• _TASK DESCRIPTION_
Rewrite the data from its first line through the line holding "POLYGON ((213 601, 232", inclusive, as a numbered list with blank lines and pictures omitted.

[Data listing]
####################

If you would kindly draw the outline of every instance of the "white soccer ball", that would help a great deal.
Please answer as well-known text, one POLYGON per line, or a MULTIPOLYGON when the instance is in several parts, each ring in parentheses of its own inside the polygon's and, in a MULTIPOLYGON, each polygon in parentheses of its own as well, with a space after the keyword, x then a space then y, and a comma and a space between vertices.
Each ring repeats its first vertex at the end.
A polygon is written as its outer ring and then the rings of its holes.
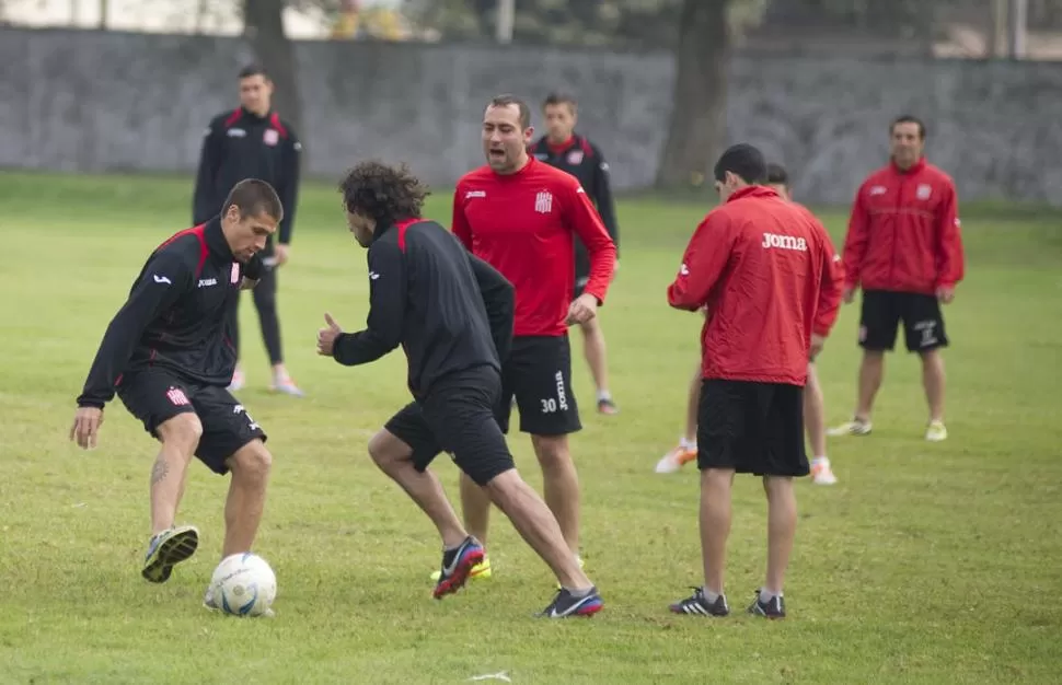
POLYGON ((213 601, 232 616, 262 616, 277 597, 277 577, 265 559, 250 552, 226 557, 210 578, 213 601))

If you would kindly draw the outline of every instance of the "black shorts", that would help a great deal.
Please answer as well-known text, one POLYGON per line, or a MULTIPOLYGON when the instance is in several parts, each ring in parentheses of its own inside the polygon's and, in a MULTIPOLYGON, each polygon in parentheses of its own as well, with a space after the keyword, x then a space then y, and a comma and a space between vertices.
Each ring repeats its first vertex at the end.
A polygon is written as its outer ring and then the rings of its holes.
POLYGON ((908 351, 927 352, 948 346, 944 314, 934 295, 916 292, 865 290, 859 313, 859 346, 867 350, 891 350, 903 321, 908 351))
POLYGON ((563 336, 520 336, 501 368, 498 426, 509 432, 512 398, 520 409, 520 431, 566 436, 582 429, 572 392, 572 348, 563 336))
POLYGON ((757 476, 806 476, 804 388, 706 380, 697 409, 697 467, 757 476))
POLYGON ((194 413, 203 423, 196 456, 216 474, 229 472, 226 461, 254 440, 266 441, 265 431, 229 391, 178 380, 163 369, 128 374, 118 386, 118 398, 145 430, 155 429, 178 414, 194 413))
POLYGON ((515 468, 495 419, 501 379, 490 367, 450 374, 427 397, 403 407, 384 428, 413 448, 413 466, 424 472, 440 452, 477 485, 515 468))

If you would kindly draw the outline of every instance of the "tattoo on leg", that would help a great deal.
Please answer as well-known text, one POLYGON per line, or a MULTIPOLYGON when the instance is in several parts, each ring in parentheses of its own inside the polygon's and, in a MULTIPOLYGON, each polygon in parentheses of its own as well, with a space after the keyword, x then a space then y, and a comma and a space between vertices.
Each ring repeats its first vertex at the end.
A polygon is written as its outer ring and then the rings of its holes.
POLYGON ((169 473, 170 465, 166 464, 165 460, 162 457, 157 458, 154 466, 151 467, 151 485, 162 483, 169 473))

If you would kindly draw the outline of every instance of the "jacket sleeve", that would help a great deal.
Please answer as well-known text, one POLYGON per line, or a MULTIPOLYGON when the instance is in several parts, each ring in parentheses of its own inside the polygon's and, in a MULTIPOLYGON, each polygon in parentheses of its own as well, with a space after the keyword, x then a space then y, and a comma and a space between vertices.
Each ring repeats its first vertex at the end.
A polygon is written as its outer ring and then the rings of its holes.
POLYGON ((948 184, 944 201, 937 209, 936 287, 954 288, 966 272, 962 235, 959 229, 958 197, 948 184))
POLYGON ((844 265, 841 262, 841 255, 833 247, 830 232, 818 219, 813 217, 811 219, 815 221, 815 229, 821 239, 819 258, 822 260, 819 301, 815 307, 811 332, 826 337, 833 329, 833 324, 836 323, 838 313, 841 309, 841 298, 844 294, 844 265))
POLYGON ((859 285, 859 276, 863 271, 863 259, 866 257, 867 243, 870 240, 868 230, 870 214, 863 200, 863 187, 856 191, 855 201, 852 204, 852 216, 849 218, 849 232, 844 236, 844 285, 846 288, 855 288, 859 285))
MULTIPOLYGON (((565 182, 562 196, 565 223, 579 236, 590 255, 590 278, 582 291, 592 294, 599 303, 604 303, 604 295, 615 271, 615 243, 575 176, 568 176, 565 182)), ((558 267, 572 270, 570 264, 558 267)))
POLYGON ((717 213, 705 217, 682 255, 679 275, 668 286, 668 304, 691 312, 707 304, 708 295, 730 260, 732 246, 734 237, 727 220, 717 213))
POLYGON ((78 397, 79 407, 103 408, 111 402, 115 383, 129 363, 143 329, 191 289, 192 280, 192 267, 180 254, 162 253, 145 266, 129 299, 103 335, 78 397))
MULTIPOLYGON (((287 124, 285 124, 287 126, 287 124)), ((299 200, 299 182, 301 179, 302 166, 302 143, 296 137, 295 131, 288 128, 288 137, 285 139, 281 150, 280 187, 277 188, 277 196, 280 198, 280 206, 284 207, 284 219, 277 229, 277 240, 281 245, 291 242, 291 227, 295 224, 295 210, 299 200)))
POLYGON ((490 322, 490 337, 494 349, 498 352, 498 361, 505 362, 512 348, 512 321, 516 313, 516 289, 505 276, 493 266, 470 252, 469 263, 480 286, 483 305, 487 310, 490 322))
POLYGON ((461 244, 469 252, 472 252, 472 227, 469 225, 469 220, 464 216, 464 205, 461 204, 462 188, 461 184, 453 190, 453 214, 450 221, 450 230, 453 234, 458 236, 461 244))
POLYGON ((203 135, 203 146, 199 150, 199 171, 196 174, 196 186, 192 201, 192 222, 205 223, 213 218, 221 209, 221 202, 215 197, 217 193, 218 169, 221 166, 224 151, 224 132, 220 124, 210 121, 203 135))
POLYGON ((380 359, 402 342, 406 274, 399 246, 378 242, 369 248, 369 315, 365 330, 343 333, 332 357, 345 367, 380 359))
POLYGON ((605 231, 612 237, 615 245, 616 257, 620 256, 620 225, 615 220, 615 199, 612 197, 612 174, 609 172, 609 163, 597 147, 592 147, 593 159, 593 187, 590 189, 593 201, 598 206, 598 213, 601 214, 601 222, 604 223, 605 231))

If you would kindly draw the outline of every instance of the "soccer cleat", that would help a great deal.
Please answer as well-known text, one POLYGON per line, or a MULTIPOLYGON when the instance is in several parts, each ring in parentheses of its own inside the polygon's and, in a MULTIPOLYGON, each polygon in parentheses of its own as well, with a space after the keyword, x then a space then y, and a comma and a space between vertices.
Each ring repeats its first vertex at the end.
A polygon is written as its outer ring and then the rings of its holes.
POLYGON ((619 413, 620 407, 616 406, 615 400, 611 397, 602 397, 601 399, 598 399, 598 414, 615 416, 619 413))
POLYGON ((833 469, 830 468, 830 460, 822 456, 811 461, 811 483, 833 485, 836 481, 838 477, 833 475, 833 469))
MULTIPOLYGON (((431 580, 438 582, 440 578, 442 578, 442 571, 431 571, 431 580)), ((484 554, 483 561, 472 567, 469 580, 487 580, 488 578, 490 578, 490 559, 484 554)))
POLYGON ((593 616, 602 608, 604 608, 604 601, 598 594, 597 588, 590 588, 590 591, 581 596, 575 596, 570 590, 562 588, 557 591, 557 596, 550 603, 550 606, 539 614, 539 617, 593 616))
POLYGON ((274 393, 281 393, 285 395, 291 395, 292 397, 303 397, 305 393, 299 390, 299 386, 295 384, 291 376, 276 376, 273 379, 273 385, 269 390, 274 393))
POLYGON ((930 442, 947 440, 948 429, 944 427, 944 421, 930 421, 930 427, 925 429, 925 439, 930 442))
POLYGON ((776 594, 766 602, 760 601, 760 590, 755 591, 755 600, 749 605, 749 613, 764 618, 785 618, 785 600, 776 594))
POLYGON ((708 604, 704 596, 704 588, 694 588, 693 595, 681 602, 676 602, 670 607, 672 614, 691 614, 695 616, 726 616, 730 613, 725 595, 719 595, 715 602, 708 604))
POLYGON ((677 448, 660 457, 657 462, 656 472, 658 474, 673 474, 681 471, 683 466, 697 458, 696 445, 680 443, 677 448))
POLYGON ((870 428, 870 421, 856 418, 831 428, 826 431, 826 434, 831 438, 841 438, 842 436, 869 436, 870 428))
POLYGON ((152 536, 148 554, 143 556, 140 574, 153 583, 170 580, 173 567, 195 554, 199 546, 199 531, 194 525, 181 525, 152 536))
POLYGON ((483 561, 483 545, 469 535, 457 549, 442 553, 442 568, 432 596, 441 600, 443 595, 457 592, 464 587, 472 569, 483 561))

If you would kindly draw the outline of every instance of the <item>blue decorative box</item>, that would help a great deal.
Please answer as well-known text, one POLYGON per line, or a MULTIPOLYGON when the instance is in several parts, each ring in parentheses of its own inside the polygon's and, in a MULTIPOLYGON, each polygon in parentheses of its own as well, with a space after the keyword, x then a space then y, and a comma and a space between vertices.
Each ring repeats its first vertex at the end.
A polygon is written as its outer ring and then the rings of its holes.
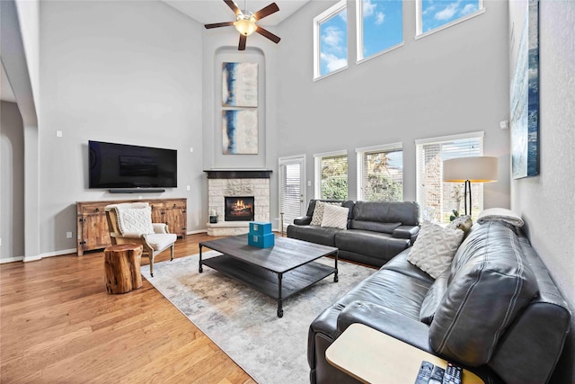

####################

• _ANSWER_
1. If you would kindly draw the outline of every instance of the "white soccer ball", that would help a great deal.
2. Please answer as well-known text, one POLYGON per line, or a MULTIPOLYGON when the instance is in several parts, each ring in parentheses of its own inside the polygon's and, in a MULTIPOLYGON, each polygon in parentheses of its own as well, with a space after the keyword, x then a space then y, and a comma and a space between vertices.
3. Each ring repeats its first vertex at the end.
4. A polygon is written as its outer ring and then the rings of its holes.
5. POLYGON ((213 601, 232 616, 262 616, 277 597, 277 577, 265 559, 250 552, 226 557, 210 578, 213 601))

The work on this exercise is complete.